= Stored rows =
((

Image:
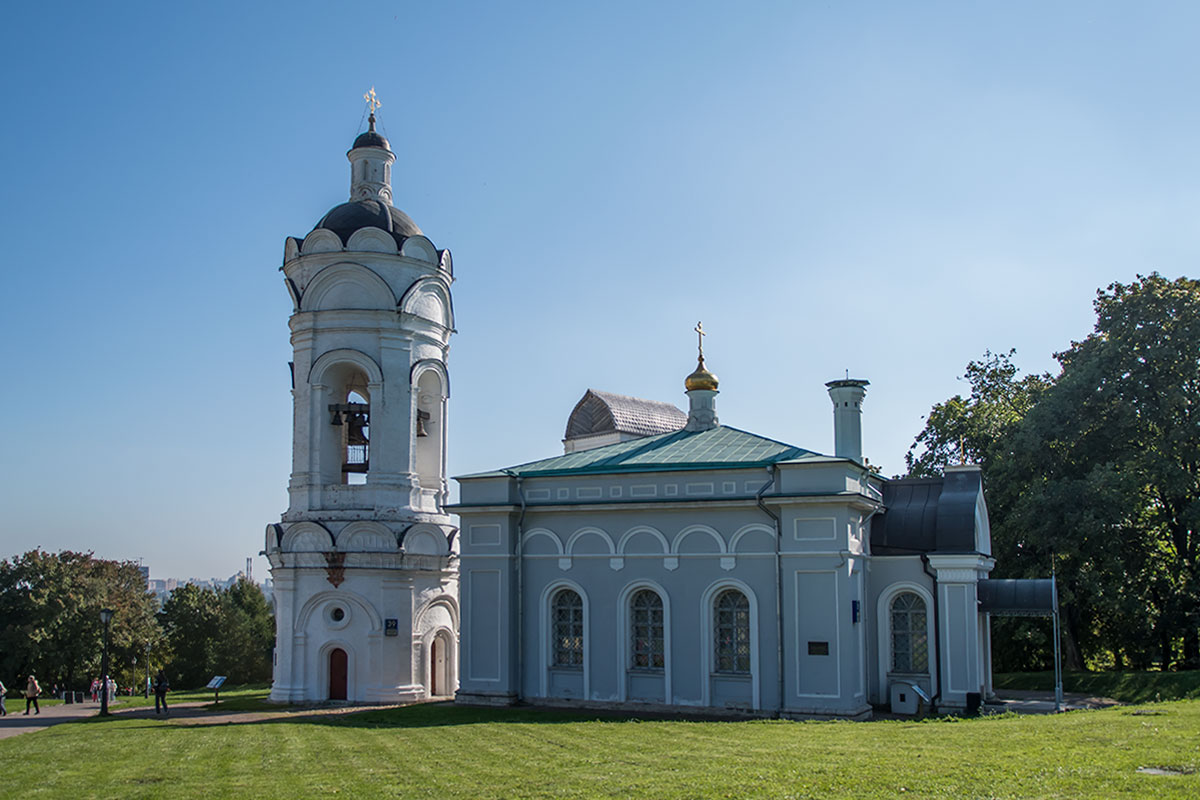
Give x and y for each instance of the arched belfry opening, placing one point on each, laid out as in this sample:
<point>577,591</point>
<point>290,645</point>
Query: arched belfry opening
<point>430,437</point>
<point>346,426</point>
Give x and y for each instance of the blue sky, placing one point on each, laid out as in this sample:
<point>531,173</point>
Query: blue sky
<point>888,188</point>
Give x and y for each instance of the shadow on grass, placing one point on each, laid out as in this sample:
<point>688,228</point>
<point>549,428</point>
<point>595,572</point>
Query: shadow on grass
<point>424,715</point>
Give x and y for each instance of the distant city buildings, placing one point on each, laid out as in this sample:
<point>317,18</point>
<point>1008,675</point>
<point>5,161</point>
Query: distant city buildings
<point>162,588</point>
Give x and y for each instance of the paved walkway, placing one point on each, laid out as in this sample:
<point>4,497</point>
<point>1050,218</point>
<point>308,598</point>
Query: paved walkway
<point>16,722</point>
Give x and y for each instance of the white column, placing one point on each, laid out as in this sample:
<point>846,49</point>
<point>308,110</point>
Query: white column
<point>960,644</point>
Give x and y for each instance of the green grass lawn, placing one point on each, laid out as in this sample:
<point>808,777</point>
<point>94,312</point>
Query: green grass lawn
<point>1125,686</point>
<point>443,751</point>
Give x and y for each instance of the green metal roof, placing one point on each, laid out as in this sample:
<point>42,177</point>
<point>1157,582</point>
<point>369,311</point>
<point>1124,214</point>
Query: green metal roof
<point>715,447</point>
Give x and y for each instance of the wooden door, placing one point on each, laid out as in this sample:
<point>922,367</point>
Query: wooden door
<point>438,671</point>
<point>337,674</point>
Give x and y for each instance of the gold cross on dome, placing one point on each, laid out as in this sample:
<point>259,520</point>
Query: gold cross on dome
<point>372,101</point>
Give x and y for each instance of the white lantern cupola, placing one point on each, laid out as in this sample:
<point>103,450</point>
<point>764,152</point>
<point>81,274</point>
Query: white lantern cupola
<point>371,160</point>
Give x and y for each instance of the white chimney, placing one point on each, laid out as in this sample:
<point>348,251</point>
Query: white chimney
<point>847,416</point>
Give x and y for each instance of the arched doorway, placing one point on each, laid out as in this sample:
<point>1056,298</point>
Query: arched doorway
<point>337,669</point>
<point>438,667</point>
<point>442,683</point>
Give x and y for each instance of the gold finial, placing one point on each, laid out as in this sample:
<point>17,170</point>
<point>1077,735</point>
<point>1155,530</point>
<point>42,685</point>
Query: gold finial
<point>372,101</point>
<point>702,378</point>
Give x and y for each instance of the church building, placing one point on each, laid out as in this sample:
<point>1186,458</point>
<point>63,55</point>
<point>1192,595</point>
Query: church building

))

= Given problem =
Please reproduce the rows from the start through the line containing "<point>424,715</point>", both included, with their requests, scaling every point coordinate in the answers by 1.7 and rounding to whole numbers, halves up. Keep the sample coordinates in the requests unchanged, and omit the pictures.

= Output below =
Image:
Give x and y for each instance of the arched belfry opening, placing one point on each, laid out as in this sample:
<point>577,591</point>
<point>290,645</point>
Query: arched belfry opening
<point>731,743</point>
<point>588,724</point>
Give x and y for each instance of the blue sky, placing one point on each, laid out as in this sample:
<point>531,173</point>
Query: blue sky
<point>1510,320</point>
Give x and y for each instance of the shadow on grass, placing one point on each, laid out as in this sample:
<point>688,228</point>
<point>549,428</point>
<point>595,572</point>
Query: shadow on grass
<point>721,1216</point>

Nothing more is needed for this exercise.